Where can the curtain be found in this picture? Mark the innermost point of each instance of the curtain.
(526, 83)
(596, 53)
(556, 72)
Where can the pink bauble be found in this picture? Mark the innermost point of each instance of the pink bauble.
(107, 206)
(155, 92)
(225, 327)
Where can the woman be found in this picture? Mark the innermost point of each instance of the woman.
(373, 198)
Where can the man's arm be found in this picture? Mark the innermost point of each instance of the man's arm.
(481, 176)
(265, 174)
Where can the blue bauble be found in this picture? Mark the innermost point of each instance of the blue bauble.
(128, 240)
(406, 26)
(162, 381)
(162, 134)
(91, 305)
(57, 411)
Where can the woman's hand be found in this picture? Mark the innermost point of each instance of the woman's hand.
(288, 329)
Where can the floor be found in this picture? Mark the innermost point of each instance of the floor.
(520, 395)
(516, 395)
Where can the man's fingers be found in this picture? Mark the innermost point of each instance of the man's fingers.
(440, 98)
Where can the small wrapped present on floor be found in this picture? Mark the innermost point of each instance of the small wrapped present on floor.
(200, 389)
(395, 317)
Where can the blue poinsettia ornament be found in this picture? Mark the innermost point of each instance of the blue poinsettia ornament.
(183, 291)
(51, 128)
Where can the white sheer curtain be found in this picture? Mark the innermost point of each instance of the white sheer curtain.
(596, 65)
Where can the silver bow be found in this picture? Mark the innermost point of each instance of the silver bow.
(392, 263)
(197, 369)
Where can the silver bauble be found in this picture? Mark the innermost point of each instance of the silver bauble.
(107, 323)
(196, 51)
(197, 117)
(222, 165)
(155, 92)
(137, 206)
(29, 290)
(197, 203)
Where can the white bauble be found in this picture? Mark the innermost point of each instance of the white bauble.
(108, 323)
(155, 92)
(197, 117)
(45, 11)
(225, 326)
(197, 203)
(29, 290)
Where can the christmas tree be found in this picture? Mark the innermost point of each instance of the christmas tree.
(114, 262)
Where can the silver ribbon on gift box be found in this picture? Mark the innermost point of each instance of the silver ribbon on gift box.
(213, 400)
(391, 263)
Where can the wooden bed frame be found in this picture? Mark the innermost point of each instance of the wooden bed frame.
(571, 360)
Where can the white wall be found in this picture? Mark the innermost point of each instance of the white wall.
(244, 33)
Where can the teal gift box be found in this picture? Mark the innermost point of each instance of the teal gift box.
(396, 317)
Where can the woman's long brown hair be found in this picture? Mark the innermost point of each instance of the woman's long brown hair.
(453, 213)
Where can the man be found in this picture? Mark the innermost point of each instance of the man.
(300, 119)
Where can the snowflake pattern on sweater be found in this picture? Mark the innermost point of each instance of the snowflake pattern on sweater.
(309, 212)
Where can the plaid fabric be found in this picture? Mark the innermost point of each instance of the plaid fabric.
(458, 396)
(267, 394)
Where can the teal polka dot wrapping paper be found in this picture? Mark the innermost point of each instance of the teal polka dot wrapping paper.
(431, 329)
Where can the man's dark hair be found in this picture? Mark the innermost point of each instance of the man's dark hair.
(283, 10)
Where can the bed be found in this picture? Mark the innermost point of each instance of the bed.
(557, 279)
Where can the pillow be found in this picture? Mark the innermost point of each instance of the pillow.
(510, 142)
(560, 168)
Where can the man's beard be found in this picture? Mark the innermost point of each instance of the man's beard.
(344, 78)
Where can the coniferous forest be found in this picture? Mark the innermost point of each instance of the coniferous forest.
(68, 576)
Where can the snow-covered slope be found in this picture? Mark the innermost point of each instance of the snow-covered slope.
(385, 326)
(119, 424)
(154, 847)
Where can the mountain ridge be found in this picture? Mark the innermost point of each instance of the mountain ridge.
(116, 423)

+--

Output the full listing without altering anything.

Where can the curtain be found in this picture? Mark the innermost point of each instance of the curtain.
(526, 83)
(596, 53)
(556, 72)
Where can the pink bauble be found in this picture? Mark the innermost point of each instance of the pink bauble.
(107, 206)
(155, 92)
(225, 327)
Where can the woman be found in this picture? Mark the innermost point of each instance of the woman.
(373, 198)
Where can the man's arm be found in this picture? Mark the innermost point of each instance of the man's arm.
(481, 176)
(265, 174)
Where can the blue bauble be found in this picture? Mark the innermost point of each instance of the blue bauble.
(128, 240)
(406, 26)
(162, 381)
(162, 134)
(91, 305)
(57, 411)
Where can the woman's hand be found in this picture? Mark the innermost point of each instance of the woman's hand.
(288, 329)
Where can the floor be found in this picture? Mark the innermost point of each instance of the floor.
(520, 395)
(516, 395)
Where can the man's fingers be found in this picture? Mark the innermost point of each instance of the man's fingers.
(440, 98)
Where can the small wrapped present on floor be found in this picture? Mark the innermost point of each instance of the small wrapped present on floor.
(200, 389)
(395, 317)
Where can the blue poinsettia ornament be found in this picture? Mark the innermost point of each instance of the blue poinsettia ornament.
(183, 291)
(51, 128)
Where can the white sheer curtain be found in this picture? Mark the innermost point of each instance of the white sheer curtain.
(596, 65)
Where can the silver bow be found in this picture? Mark the innermost point of each instance of the silver bow.
(392, 263)
(197, 369)
Where can the silver bauble be found in this picture? Mark the innermost point of each instance of the silver bauble.
(107, 323)
(196, 51)
(197, 117)
(222, 165)
(155, 92)
(137, 206)
(29, 290)
(197, 203)
Where can the white bauble be found in this picture? Mark the innermost point of each instance of the white bauble.
(108, 323)
(155, 92)
(197, 117)
(45, 11)
(225, 326)
(197, 203)
(29, 290)
Where can the christmas tree be found in this picture? Mark the innermost point of each instance of the christmas tree.
(114, 262)
Where can the silver ribbon on gift box be found in this picture? Mark the innermost point of each instance of the silver ribbon on gift box.
(213, 400)
(391, 263)
Where can the wooden bed frame be found in this picture? Mark the innermost point of each instance of the wooden bed frame.
(571, 360)
Where can the white wall be found in this picture? Mark the innermost point of each instance of the white wall.
(244, 33)
Where can the teal gift box be found in this picture? Mark the innermost point of each instance of the teal gift box.
(396, 317)
Where can the woman's long brown hair be found in this picture? Mark the innermost point of each instance of the woman's long brown hair.
(453, 213)
Where can the man be found in this picture? Mark the innermost point of each instance of the man.
(300, 119)
Where can the snowflake pattern on sweater be found in this picture? Mark the innermost point of each instance of the snowflake pattern on sweater.
(309, 212)
Where can the plaid fabric be found in this picture? Mark the innermost point of each instance of the plaid fabric.
(458, 396)
(267, 394)
Where can the teal polka dot wrapping paper be found in this picture? Mark the innermost point of each instance of the teal polka dot wrapping paper.
(431, 329)
Where can the man's dark hair be found in this picture? Mark the innermost point of each instance of the man's dark hair.
(283, 10)
Where can the bed be found in this picture? Mark the innermost point of each instance of the bed.
(557, 279)
Where can the pillow be found in this picture? Mark the innermost point of each instance of the pillow.
(510, 142)
(560, 168)
Where can the man's beard be found in this picture? Mark the innermost point of each instance of the man's beard.
(344, 78)
Where can the coniferous forest be found in this picture? Mark the innermost point of each instance of the coniferous forest.
(68, 576)
Where can the snow-covered slope be found in this picture? Mark the innermost point of each instance of the snow-covered slope.
(385, 326)
(119, 424)
(154, 847)
Where can the mountain ridge be found in this picture? Mark the innermost point of each instance of the mountain ridge.
(116, 423)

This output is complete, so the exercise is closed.